*** Opening Given information ***

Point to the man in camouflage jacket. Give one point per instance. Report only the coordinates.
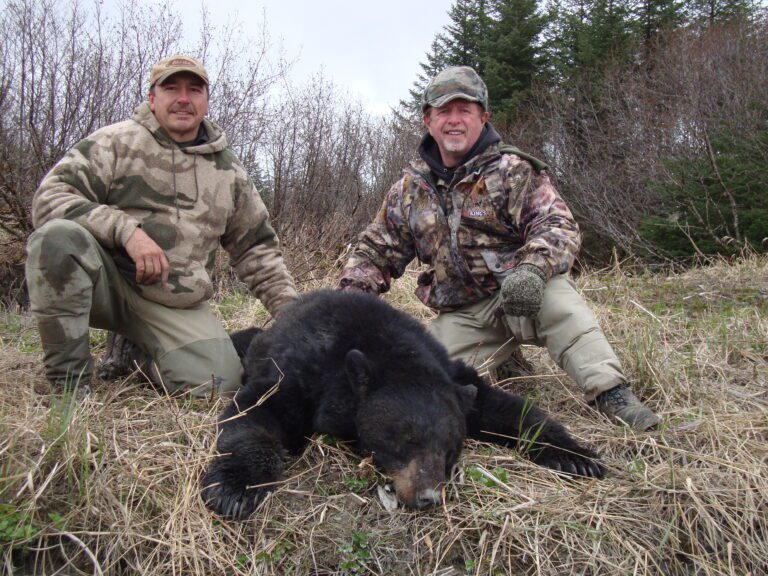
(127, 228)
(499, 242)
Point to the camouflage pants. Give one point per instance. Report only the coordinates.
(73, 284)
(481, 334)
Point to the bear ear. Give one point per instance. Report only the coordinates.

*** Closing Given information ***

**What is expected**: Copy the records exactly. Skip the pictures.

**Output**:
Point to the man in camouflage jacket. Give one point per instance. Report only the coordinates.
(127, 228)
(499, 242)
Point to the camouflage pants. Give one point per instance. Report only the coordinates.
(73, 284)
(481, 334)
Point to the bear ear. Give one point per instance. Report only the coordinates.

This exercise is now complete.